═════ Texto para análise

Fred, o boxer que inspirou esperança


Entre os inúmeros pacientes tratados com derivados da cannabis, Karla guarda com carinho o caso de Fred, um boxer de 12 anos diagnosticado com suspeita de tumor ósseo e epilepsia. “Depois que ele começou a usar um extrato rico em CBD, as crises diminuíram e ele voltou a se movimentar com alegria. O mais bonito foi saber que um amigo da tutora, médico e também paciente oncológico, decidiu buscar o mesmo tratamento após ver a melhora de Fred”, recorda.


Fred viveu mais tempo e com qualidade de vida, provando que o cuidado pode se expandir para além da espécie e até inspirar outros seres humanos.


Entre avanços e resistências: o futuro da cannabis veterinária


Apesar dos avanços científicos, Karla reconhece que as barreiras culturais e regulatórias ainda limitam o uso da cannabis veterinária em muitos países. “Precisamos tirar a cannabis do nicho do alternativo e trazê-la para o campo científico. Isso começa com o ensino na graduação e com pesquisa de qualidade”, afirma.


Ela conta que o preconceito ainda se manifesta de forma dolorosa. “Recebi mensagens de colegas dizendo que eu ‘iria para o inferno’ por divulgar o potencial da planta. Isso mostra o quanto o estigma ainda é forte”, diz.


Mesmo assim, a pesquisadora mantém a esperança.“Os fitocanabinoides são uma fronteira terapêutica cheia de possibilidades. E se a ciência tem o poder de aliviar a dor, é nela que quero continuar apostando,  pelos animais e por tudo o que eles representam”, finaliza.

══════════
═════ Entradas do conjunto

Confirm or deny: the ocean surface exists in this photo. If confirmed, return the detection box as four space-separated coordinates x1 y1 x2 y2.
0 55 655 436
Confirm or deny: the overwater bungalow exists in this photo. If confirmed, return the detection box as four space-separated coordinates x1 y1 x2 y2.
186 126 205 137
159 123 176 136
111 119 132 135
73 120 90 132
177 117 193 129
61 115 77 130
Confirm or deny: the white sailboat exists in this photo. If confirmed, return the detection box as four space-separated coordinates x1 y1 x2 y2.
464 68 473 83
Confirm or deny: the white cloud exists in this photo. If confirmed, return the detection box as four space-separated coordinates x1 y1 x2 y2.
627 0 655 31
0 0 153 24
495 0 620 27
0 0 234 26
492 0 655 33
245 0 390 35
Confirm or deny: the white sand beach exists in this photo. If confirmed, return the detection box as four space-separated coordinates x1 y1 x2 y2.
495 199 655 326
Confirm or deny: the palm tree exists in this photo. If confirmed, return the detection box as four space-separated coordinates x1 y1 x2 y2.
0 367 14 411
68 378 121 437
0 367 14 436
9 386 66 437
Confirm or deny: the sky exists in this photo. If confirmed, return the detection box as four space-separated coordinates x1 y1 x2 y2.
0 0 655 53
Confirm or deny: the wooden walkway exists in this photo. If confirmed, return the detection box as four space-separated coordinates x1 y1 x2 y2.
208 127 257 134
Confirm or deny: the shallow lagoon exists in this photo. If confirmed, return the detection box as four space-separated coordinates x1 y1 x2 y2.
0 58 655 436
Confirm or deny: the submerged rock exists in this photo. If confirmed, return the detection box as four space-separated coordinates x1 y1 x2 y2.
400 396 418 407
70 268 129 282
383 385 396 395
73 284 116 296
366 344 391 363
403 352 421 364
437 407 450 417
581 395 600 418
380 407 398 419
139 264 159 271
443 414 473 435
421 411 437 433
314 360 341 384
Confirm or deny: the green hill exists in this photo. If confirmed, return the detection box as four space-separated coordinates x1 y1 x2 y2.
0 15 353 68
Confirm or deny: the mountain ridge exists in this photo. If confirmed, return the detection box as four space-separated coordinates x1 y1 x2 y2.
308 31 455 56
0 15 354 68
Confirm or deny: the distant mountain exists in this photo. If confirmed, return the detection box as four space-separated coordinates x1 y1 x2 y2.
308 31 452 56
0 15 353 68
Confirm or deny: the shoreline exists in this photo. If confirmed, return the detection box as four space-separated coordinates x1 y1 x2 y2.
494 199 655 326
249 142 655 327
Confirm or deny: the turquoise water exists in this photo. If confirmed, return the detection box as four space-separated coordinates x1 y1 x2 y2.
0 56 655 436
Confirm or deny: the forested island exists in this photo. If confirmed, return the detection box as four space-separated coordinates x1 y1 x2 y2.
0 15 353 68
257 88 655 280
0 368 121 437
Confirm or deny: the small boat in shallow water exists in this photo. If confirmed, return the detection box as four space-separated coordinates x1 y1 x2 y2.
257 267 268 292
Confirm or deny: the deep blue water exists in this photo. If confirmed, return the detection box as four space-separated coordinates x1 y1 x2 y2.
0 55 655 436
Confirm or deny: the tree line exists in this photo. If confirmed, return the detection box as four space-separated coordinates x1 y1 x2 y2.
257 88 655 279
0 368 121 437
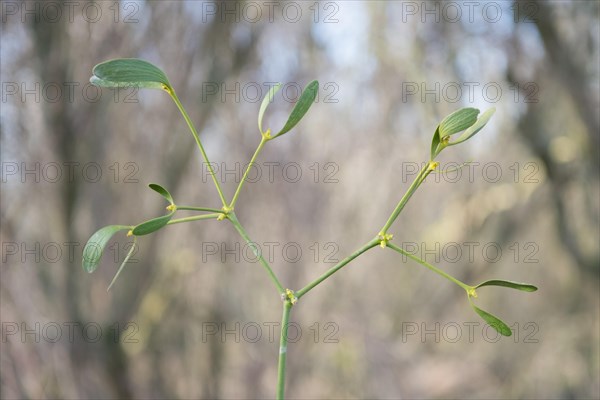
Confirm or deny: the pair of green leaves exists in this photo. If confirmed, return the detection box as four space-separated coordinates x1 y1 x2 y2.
82 183 177 290
90 58 319 139
258 80 319 139
431 107 496 160
468 279 537 336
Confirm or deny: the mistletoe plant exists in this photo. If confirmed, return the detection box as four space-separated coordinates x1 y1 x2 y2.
83 59 537 399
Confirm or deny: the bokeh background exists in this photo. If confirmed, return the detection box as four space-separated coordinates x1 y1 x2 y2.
0 1 600 399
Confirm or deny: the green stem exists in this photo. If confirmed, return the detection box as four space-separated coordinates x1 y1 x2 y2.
387 242 472 293
295 237 381 299
169 89 227 207
177 206 223 213
229 136 268 209
227 212 285 294
380 162 433 235
277 300 292 400
167 213 222 225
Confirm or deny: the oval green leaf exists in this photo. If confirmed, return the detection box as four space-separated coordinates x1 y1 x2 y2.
475 279 537 292
90 58 171 91
438 108 479 140
258 83 281 134
148 183 175 204
132 212 175 236
450 107 496 144
82 225 131 273
106 239 136 292
471 304 512 336
431 126 440 161
274 80 319 137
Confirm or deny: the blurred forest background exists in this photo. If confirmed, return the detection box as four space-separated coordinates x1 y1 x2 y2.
0 1 600 399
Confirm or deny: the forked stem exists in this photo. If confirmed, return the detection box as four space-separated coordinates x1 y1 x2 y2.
168 89 227 207
387 243 473 293
229 135 268 210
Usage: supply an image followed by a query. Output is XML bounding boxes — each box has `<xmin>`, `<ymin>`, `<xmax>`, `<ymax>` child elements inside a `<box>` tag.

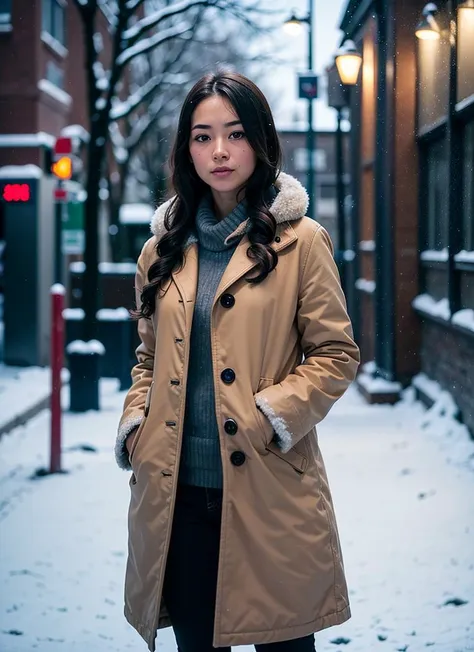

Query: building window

══════════

» **Enunciado**
Transcreva palavra por palavra o trecho do texto sobre cannabis veterinária que começa em "Fred, o boxer" e segue até "outros seres humanos.". As entradas não têm relação com o texto sobre cannabis veterinária.

» **Resposta do exercício**
Fred, o boxer que inspirou esperança


Entre os inúmeros pacientes tratados com derivados da cannabis, Karla guarda com carinho o caso de Fred, um boxer de 12 anos diagnosticado com suspeita de tumor ósseo e epilepsia. “Depois que ele começou a usar um extrato rico em CBD, as crises diminuíram e ele voltou a se movimentar com alegria. O mais bonito foi saber que um amigo da tutora, médico e também paciente oncológico, decidiu buscar o mesmo tratamento após ver a melhora de Fred”, recorda.


Fred viveu mais tempo e com qualidade de vida, provando que o cuidado pode se expandir para além da espécie e até inspirar outros seres humanos.